A faithful copy of all the data below, please; leave no line out.

^^^^^^^^^^^^^^^^

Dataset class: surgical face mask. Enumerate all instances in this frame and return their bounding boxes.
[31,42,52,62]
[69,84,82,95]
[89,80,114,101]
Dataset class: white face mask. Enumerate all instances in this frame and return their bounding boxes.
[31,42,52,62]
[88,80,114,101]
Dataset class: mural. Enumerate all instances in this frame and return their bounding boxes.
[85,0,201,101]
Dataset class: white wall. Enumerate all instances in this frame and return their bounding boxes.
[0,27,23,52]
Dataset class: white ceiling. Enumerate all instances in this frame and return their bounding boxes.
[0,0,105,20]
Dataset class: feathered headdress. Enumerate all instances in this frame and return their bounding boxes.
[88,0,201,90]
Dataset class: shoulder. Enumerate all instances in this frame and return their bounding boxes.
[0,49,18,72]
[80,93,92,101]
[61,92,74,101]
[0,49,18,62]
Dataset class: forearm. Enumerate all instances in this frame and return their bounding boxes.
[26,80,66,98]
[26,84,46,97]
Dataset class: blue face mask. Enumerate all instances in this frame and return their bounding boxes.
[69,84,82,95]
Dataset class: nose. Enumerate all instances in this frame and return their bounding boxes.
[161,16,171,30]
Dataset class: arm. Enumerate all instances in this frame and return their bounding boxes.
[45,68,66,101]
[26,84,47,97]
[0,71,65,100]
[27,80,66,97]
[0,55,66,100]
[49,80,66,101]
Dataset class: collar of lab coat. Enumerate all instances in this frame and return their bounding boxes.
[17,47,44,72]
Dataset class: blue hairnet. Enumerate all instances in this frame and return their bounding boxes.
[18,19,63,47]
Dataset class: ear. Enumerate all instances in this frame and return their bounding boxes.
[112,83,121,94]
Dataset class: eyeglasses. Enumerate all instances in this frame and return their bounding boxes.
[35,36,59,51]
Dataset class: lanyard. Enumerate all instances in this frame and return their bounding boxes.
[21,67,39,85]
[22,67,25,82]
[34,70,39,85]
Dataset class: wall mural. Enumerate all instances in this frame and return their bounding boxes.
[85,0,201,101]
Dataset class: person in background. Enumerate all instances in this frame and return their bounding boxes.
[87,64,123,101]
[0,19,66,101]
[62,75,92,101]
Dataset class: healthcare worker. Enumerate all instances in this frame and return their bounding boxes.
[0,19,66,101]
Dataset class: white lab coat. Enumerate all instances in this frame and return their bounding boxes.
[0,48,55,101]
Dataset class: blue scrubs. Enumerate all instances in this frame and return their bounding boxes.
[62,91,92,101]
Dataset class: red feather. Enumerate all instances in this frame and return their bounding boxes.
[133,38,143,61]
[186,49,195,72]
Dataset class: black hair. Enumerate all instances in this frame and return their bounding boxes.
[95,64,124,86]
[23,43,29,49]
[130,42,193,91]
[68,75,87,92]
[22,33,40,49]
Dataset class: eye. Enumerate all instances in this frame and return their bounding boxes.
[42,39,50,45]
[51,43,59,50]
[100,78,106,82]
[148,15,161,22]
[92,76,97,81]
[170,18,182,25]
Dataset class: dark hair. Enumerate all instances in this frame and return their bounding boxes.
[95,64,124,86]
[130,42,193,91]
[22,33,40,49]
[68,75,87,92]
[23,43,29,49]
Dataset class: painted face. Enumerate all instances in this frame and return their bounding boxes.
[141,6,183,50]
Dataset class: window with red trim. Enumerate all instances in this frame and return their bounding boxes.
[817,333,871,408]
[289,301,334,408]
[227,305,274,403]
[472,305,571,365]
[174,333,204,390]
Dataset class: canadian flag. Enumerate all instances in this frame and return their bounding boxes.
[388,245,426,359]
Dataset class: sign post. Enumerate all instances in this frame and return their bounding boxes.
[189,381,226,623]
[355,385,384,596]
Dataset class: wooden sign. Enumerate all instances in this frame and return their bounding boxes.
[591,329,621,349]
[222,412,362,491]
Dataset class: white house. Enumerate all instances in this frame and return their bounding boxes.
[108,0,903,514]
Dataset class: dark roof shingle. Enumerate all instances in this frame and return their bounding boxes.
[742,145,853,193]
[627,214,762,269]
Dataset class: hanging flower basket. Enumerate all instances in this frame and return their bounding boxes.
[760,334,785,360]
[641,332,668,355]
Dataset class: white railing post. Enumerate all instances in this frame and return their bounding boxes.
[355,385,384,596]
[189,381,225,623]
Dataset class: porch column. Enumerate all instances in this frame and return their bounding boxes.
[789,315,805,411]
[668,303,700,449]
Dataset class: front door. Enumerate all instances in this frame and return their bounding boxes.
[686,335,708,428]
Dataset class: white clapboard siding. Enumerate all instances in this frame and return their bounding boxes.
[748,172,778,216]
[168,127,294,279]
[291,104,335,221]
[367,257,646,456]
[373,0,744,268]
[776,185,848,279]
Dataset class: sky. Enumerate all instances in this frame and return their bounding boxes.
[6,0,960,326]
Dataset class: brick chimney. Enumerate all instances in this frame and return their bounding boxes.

^^^^^^^^^^^^^^^^

## COMPLETED TASK
Dataset class: surgical face mask. Enumerate all instances in this frame and return their bounding boxes.
[31,42,52,62]
[69,84,82,95]
[89,80,114,101]
Dataset class: white face mask. Enumerate all instances in this frame and return their bounding boxes.
[31,42,52,62]
[88,80,114,101]
Dataset class: mural. Enumerate all instances in this frame and return their bounding boxes.
[85,0,201,101]
Dataset class: white wall. Enumerate all instances in this frame and return their bounding boxes.
[0,27,23,52]
Dataset class: white ceiling. Enumerate all instances in this frame and return their bounding boxes.
[0,0,105,20]
Dataset class: feathered headdress. Enumerate all instances in this frame and return their bounding boxes.
[88,0,201,90]
Dataset class: shoulder. Enumerate all instances in this frame and return their bounding boxes.
[0,49,18,72]
[80,93,92,101]
[61,92,74,101]
[0,49,18,62]
Dataset class: forearm. Enumerate all instances in this frame and return their bounding boxes.
[26,80,66,98]
[26,84,46,97]
Dataset class: blue face mask. Enumerate all instances in this frame and return their bounding boxes.
[69,84,82,95]
Dataset class: nose. Enumerate all instances in this frame and return their bounding boxes.
[161,16,171,30]
Dataset class: arm. Enumerate all instances in this frame and return their bounding boxes.
[45,68,66,101]
[26,84,47,97]
[0,71,65,100]
[27,80,66,97]
[0,55,66,100]
[49,80,66,101]
Dataset class: collar of lab coat. Enumerate all instances in this frame and return their bounding boxes.
[17,47,44,72]
Dataset class: blue hairnet. Enumerate all instances in this frame and return their bounding boxes.
[18,19,63,47]
Dataset class: ear. Enumerate all instances in this frame and return their bounding boxes.
[112,83,121,94]
Dataset class: eyeglasses. Enumerate all instances in this frame and return their bounding boxes.
[35,36,59,51]
Dataset class: lanyard. Enumerate all instances in this frame and return their bounding boxes.
[21,67,39,85]
[22,67,25,82]
[34,70,39,85]
Dataset class: wall mural. Enumerate all instances in this frame and return their bounding boxes.
[85,0,201,101]
Dataset class: person in background. Enumerate all instances in this frame and return their bounding boxes.
[87,64,123,101]
[0,19,66,101]
[62,75,92,101]
Dataset class: healthcare worker. Enumerate all instances in this frame and return their bounding boxes.
[0,19,66,101]
Dataset class: white lab coat. Enumerate all instances in this frame and return their bounding boxes.
[0,48,55,101]
Dataset class: blue scrubs. Enumerate all instances in this frame and return their bounding boxes.
[62,91,92,101]
Dataset class: red feather. Enumerate all instances in this frame and return their bounding boxes.
[133,38,143,61]
[186,49,195,72]
Dataset class: black hair. Enumerate all instances in this frame and return their bounding boxes.
[95,64,124,86]
[23,43,29,49]
[130,42,193,91]
[68,75,87,92]
[22,33,40,49]
Dataset class: eye. Enumerate all instances in this frame and return their bounding boxes.
[42,39,50,45]
[51,43,59,50]
[100,78,106,82]
[148,15,161,22]
[92,76,97,81]
[170,18,182,25]
Dataset class: dark hair. Enumerate all instances in this frame and return their bounding boxes.
[95,64,124,86]
[130,42,193,91]
[22,33,40,49]
[68,75,87,92]
[23,43,29,49]
Dataset class: painted face. Enumerate all instances in this frame and return their bounding boxes.
[141,6,183,50]
Dataset class: window with red trim. Enumerate all instances in this frame and return their bounding boxes.
[817,333,871,408]
[289,301,334,408]
[227,305,274,403]
[472,305,571,365]
[174,333,204,390]
Dataset class: canadian flag. Enumerate all instances in this frame and return their bounding boxes.
[388,245,426,359]
Dataset class: sign post. Enumerate all instances in this frame and return their bounding boxes.
[189,381,226,623]
[355,385,384,596]
Dataset class: wooden sign. Enumerate all instances in this frame and return their bounding boxes.
[591,329,621,349]
[222,412,362,491]
Dataset class: white house. Enumerate all instances in this frame and return their bounding boxes.
[108,0,903,514]
Dataset class: dark roof shingle. Enumerate all instances in this frame and return their bounding boxes.
[742,145,853,193]
[627,214,762,269]
Dataset class: hanging flower basket. Enumerate all instances in this frame and return their bounding boxes.
[760,334,785,360]
[641,332,668,355]
Dataset class: white railing post. Enumerate all instances in this frame and return their bounding boxes.
[355,385,384,596]
[189,381,225,623]
Dataset class: porch column. Enumerate all instances in this frame and return their bounding boxes.
[789,315,805,411]
[668,303,700,449]
Dataset class: front door. Enumerate all instances in this frame and return their bounding boxes.
[686,335,708,428]
Dataset class: white clapboard siding. Enumerate all instances in this frame and return their bounding boxes.
[748,172,778,216]
[168,127,294,279]
[291,104,335,221]
[367,257,646,456]
[373,0,744,268]
[776,185,848,279]
Dataset class: sky. Enumerate all instances in this frame and return their bounding boxes.
[6,0,960,326]
Dataset class: brick chimney. Enumerate all instances in this frame and return their bounding boxes.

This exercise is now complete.